GIVEN DATA:
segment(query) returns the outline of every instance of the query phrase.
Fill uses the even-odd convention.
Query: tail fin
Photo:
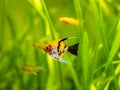
[[[74,54],[74,55],[77,56],[77,55],[78,55],[78,54],[77,54],[78,45],[79,45],[79,43],[74,44],[74,45],[72,45],[72,46],[69,46],[69,47],[68,47],[68,52],[70,52],[71,54]]]

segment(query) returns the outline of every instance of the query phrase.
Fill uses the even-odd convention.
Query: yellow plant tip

EXERCISE GOAL: Change "query phrase" to "search phrase" throughout the listing above, and give all its lines again with nothing else altered. Leave the pictures out of your answer.

WRITTEN SOLUTION:
segment(query) returns the outline of every instance of the search phrase.
Fill uses the even-odd convention.
Query: tail fin
Photo:
[[[74,54],[74,55],[77,56],[77,55],[78,55],[78,54],[77,54],[78,45],[79,45],[79,43],[74,44],[74,45],[72,45],[72,46],[69,46],[69,47],[68,47],[68,52],[70,52],[71,54]]]

segment(query) returns the outline of every instance of the search phrase.
Fill uses the even-odd convention.
Query: yellow plant tip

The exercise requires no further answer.